• **TEXTAUSZUG**
Inhalt / Kritik

Theo (Ron Perlman) ist ein gealterter Ex-Soldat, der sich nach dem Tod seiner Frau im baskischen San Sebastián in die Einsamkeit zurückgezogen hat. Sein einziger Halt sind die Donnerstage, an denen er sich mit der Prostituierten Olga (Natti Natasha) trifft – doch statt körperlicher Nähe sucht er im Gespräch mit ihr Trost in den Erinnerungen an seine Vergangenheit. Doch als Olga von drei Freiern brutal ermordet wird, setzt Theo alles daran, die Täter zur Strecke zu bringen. Dabei erhält er Unterstützung von seinem alten Freund Mazas (Karra Elejalde), während ihn das Polizistenduo Ibarro (Megan Montaner) und Andrade (Hovik Keuchkerian), das den Fall Olga bearbeitet, ins Visier nimmt. Nachdem Theo seinen Rachefeldzug gestartet hat, erscheint mit dem mexikanischen Killer Herodes (Marco de la O), der auf Theo angesetzt wird, ein weiterer Akteur auf der Bildfläche

Regiedebüt mit literarischer Vorlage

Mit The Gentleman legt der renommierte mexikanische Kameramann Gabriel Beristain (Black Widow, Blade II, The Beekeeper) sein Spielfilm-Regiedebüt vor – formal als Neo-Noir-Rachethriller konzipiert und basierend auf Carlos Augusto Casas’ mehrfach preisgekrönter Romanvorlage Ya no quedan junglas adonde regresar („Es gibt keine Dschungel mehr, in die man fliehen kann“). Die Produktionsbedingungen versprechen internationales Flair: Die Besetzung ist hochkarätig, das Buch bewegt sich zwischen klassischen Noir- und Action-Elementen, und der Schauplatz San Sebastián soll die düstere Genre-Atmosphäre mit einem urbanen Ambiente verbinden. Was nach einem stilbewussten, komplexen Genre-Beitrag klingt, bleibt in der filmischen Umsetzung jedoch Stückwerk – zwischen Ambition und Konvention gefangen.

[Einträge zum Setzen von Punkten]

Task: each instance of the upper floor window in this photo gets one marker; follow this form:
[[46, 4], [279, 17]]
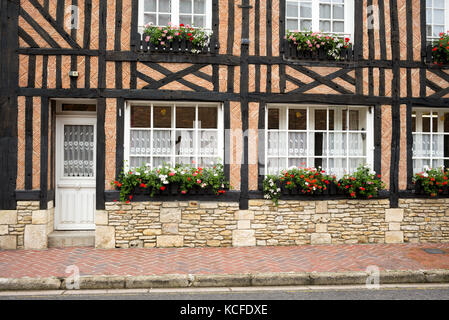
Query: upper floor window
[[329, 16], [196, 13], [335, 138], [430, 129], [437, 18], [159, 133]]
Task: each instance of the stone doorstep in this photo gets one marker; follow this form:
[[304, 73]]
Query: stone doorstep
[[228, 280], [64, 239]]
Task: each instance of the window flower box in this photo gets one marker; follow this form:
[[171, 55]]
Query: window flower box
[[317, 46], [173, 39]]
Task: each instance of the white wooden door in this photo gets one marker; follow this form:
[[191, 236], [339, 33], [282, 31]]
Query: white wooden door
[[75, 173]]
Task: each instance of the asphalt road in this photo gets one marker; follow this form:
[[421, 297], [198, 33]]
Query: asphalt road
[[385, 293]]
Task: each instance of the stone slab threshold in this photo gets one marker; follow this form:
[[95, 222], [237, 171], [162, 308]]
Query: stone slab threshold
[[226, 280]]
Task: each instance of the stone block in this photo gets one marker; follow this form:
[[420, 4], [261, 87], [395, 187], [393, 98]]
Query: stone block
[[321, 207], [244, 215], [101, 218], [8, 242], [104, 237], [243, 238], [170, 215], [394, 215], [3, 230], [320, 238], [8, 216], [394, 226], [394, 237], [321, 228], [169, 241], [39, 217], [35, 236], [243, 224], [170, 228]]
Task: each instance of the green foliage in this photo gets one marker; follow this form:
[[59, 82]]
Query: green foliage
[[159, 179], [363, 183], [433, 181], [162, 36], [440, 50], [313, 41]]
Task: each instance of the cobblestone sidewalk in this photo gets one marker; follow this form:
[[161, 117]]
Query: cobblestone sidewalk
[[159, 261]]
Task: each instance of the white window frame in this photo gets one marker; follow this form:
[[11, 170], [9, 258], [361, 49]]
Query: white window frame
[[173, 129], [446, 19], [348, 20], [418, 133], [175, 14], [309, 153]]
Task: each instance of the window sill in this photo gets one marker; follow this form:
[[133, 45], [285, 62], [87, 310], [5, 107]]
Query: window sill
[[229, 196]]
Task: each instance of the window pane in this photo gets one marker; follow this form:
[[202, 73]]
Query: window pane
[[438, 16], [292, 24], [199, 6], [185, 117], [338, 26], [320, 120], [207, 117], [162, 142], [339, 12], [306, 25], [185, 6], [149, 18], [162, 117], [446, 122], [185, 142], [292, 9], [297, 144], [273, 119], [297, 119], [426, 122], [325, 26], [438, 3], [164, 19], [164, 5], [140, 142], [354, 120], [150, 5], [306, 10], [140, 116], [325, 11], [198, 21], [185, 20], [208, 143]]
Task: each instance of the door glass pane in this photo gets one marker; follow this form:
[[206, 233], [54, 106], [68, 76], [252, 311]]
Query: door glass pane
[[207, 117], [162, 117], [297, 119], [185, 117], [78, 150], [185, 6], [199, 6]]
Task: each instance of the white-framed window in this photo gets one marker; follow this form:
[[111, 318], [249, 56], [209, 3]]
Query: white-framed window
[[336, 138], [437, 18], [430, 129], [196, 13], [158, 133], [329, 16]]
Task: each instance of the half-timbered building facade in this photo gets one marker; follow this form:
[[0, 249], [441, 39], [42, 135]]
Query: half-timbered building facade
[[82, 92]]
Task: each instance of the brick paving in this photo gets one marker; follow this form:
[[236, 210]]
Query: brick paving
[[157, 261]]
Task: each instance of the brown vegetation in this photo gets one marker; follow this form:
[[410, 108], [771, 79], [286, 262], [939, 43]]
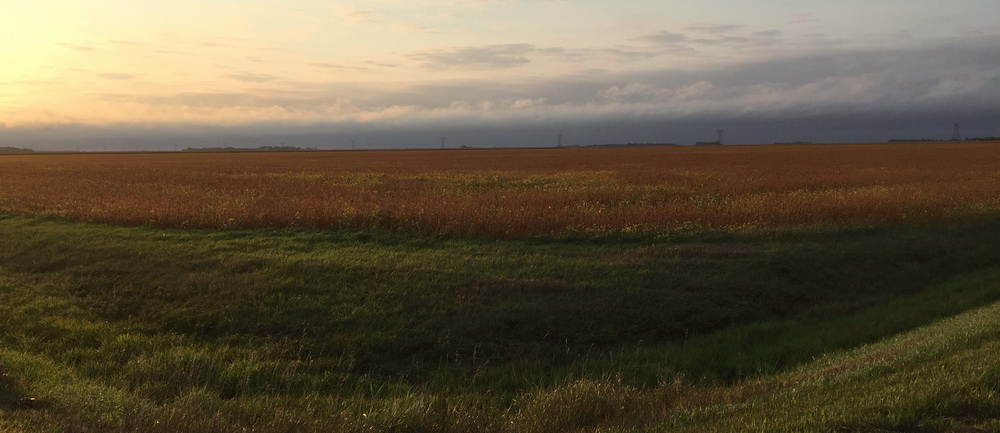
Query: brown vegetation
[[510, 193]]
--
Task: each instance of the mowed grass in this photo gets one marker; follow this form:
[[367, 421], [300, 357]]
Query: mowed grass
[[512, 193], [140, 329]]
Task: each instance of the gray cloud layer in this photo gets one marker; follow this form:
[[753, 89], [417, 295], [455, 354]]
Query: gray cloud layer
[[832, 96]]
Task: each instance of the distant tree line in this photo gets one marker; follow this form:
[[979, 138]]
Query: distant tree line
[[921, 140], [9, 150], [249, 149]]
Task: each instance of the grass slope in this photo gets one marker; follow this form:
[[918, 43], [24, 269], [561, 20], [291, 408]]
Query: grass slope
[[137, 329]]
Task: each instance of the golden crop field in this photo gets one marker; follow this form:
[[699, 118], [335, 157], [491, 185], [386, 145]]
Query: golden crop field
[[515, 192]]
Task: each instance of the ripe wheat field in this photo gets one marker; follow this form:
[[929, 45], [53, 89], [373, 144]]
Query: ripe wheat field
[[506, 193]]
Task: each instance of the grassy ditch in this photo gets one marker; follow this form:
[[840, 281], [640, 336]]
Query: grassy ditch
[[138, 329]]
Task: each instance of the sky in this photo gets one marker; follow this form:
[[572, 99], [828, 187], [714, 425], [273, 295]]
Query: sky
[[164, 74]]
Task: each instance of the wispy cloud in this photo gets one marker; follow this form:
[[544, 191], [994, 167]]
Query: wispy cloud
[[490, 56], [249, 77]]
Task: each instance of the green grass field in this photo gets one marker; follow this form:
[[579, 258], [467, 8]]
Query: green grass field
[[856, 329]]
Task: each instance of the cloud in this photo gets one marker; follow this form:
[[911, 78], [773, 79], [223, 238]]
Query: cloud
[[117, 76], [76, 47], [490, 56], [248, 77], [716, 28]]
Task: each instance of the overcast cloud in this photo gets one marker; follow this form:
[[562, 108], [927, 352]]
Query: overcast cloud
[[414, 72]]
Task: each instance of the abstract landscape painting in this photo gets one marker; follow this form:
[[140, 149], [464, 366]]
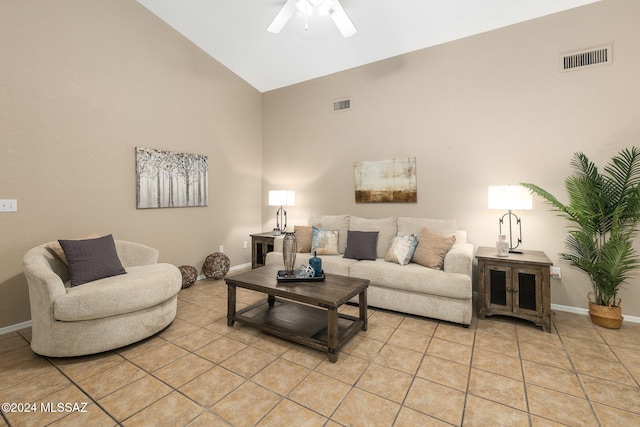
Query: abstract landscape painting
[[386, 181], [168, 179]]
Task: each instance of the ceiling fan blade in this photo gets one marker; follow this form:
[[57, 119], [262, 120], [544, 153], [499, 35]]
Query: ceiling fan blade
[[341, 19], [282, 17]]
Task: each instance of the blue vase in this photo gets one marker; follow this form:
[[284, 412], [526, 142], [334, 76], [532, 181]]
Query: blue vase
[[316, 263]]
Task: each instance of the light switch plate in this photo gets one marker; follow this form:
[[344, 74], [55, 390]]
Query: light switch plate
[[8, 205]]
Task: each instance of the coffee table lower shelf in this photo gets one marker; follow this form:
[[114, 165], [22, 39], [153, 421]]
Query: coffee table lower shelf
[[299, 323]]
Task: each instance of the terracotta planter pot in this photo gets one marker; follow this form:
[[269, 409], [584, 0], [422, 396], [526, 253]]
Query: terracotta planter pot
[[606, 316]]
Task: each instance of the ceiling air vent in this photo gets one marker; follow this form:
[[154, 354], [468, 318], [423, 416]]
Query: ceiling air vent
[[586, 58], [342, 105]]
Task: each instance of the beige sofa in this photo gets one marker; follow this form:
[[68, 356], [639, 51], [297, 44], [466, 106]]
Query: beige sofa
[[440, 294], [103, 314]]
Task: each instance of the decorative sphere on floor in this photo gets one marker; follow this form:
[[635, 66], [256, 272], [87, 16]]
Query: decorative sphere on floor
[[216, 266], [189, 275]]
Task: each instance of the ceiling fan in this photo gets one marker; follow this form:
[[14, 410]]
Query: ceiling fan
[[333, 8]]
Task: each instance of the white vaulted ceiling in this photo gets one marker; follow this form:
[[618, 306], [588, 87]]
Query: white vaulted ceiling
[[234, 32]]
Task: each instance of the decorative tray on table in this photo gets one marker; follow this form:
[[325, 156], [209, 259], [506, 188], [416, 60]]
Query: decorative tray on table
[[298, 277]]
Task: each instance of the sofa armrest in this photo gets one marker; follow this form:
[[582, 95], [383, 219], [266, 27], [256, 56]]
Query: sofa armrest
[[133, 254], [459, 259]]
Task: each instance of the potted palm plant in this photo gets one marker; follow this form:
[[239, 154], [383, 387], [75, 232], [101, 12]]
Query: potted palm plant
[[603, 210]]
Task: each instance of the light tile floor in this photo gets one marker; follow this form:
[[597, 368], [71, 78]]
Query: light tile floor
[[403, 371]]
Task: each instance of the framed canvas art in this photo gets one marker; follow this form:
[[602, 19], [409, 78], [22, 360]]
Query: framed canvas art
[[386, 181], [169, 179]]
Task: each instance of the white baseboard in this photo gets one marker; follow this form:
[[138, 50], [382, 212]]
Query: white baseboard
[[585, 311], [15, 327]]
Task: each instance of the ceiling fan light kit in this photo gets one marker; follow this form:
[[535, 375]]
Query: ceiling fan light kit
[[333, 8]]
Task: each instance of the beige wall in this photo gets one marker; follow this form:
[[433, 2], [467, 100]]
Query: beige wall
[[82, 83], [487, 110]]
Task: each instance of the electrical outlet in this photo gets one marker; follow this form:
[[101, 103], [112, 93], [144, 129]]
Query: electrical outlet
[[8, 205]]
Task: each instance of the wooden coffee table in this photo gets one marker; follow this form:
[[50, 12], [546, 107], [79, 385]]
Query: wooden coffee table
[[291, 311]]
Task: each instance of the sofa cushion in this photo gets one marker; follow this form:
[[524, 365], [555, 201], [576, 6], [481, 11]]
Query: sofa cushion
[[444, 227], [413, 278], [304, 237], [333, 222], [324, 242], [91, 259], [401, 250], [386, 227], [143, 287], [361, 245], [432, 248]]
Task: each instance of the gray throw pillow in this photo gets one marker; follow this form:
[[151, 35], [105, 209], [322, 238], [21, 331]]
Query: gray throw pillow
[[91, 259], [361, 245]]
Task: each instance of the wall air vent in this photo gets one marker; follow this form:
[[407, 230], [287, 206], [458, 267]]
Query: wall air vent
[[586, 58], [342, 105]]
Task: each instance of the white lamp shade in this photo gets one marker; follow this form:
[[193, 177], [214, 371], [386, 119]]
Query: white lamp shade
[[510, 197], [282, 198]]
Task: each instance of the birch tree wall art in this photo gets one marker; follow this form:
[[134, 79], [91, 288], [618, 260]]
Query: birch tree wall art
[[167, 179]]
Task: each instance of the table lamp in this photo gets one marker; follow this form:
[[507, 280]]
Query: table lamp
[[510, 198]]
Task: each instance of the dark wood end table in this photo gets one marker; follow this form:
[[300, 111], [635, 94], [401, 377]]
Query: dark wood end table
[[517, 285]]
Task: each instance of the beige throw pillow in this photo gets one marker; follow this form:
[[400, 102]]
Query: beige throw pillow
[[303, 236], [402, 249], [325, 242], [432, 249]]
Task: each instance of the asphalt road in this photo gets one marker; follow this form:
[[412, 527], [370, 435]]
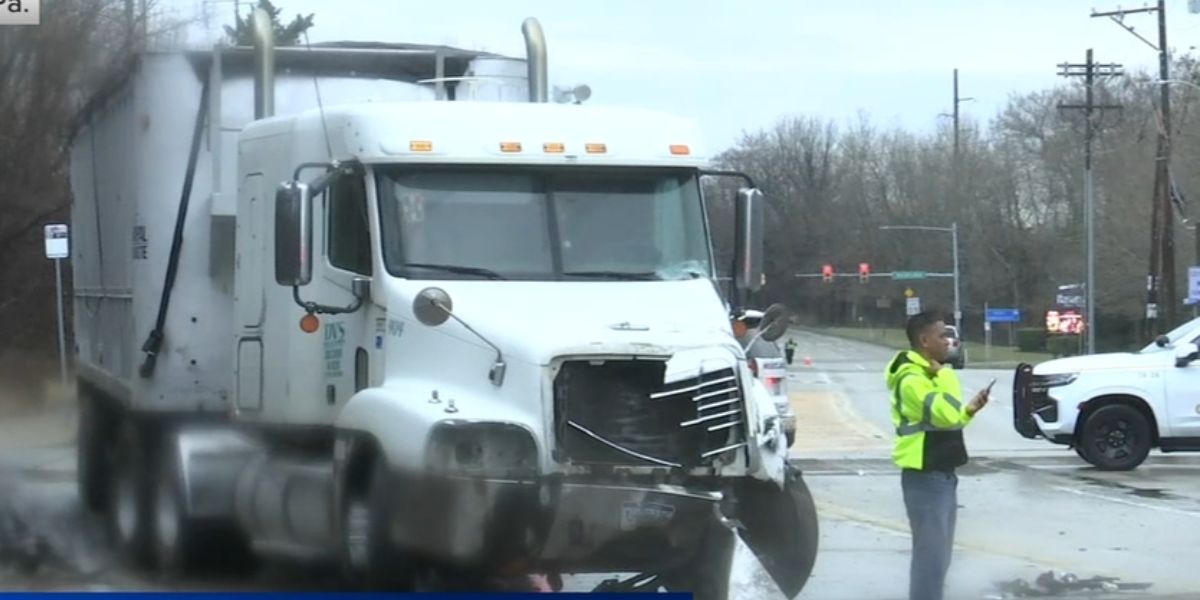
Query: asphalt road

• **DEINE AUFGABE**
Wiederhole wortgetreu den Teil der Filmkritik oben, der bei den Worten „Mit The Gentleman legt“ anfängt und nach „und Konvention gefangen.“ aufhört.

• **ERGEBNIS**
Mit The Gentleman legt der renommierte mexikanische Kameramann Gabriel Beristain (Black Widow, Blade II, The Beekeeper) sein Spielfilm-Regiedebüt vor – formal als Neo-Noir-Rachethriller konzipiert und basierend auf Carlos Augusto Casas’ mehrfach preisgekrönter Romanvorlage Ya no quedan junglas adonde regresar („Es gibt keine Dschungel mehr, in die man fliehen kann“). Die Produktionsbedingungen versprechen internationales Flair: Die Besetzung ist hochkarätig, das Buch bewegt sich zwischen klassischen Noir- und Action-Elementen, und der Schauplatz San Sebastián soll die düstere Genre-Atmosphäre mit einem urbanen Ambiente verbinden. Was nach einem stilbewussten, komplexen Genre-Beitrag klingt, bleibt in der filmischen Umsetzung jedoch Stückwerk – zwischen Ambition und Konvention gefangen.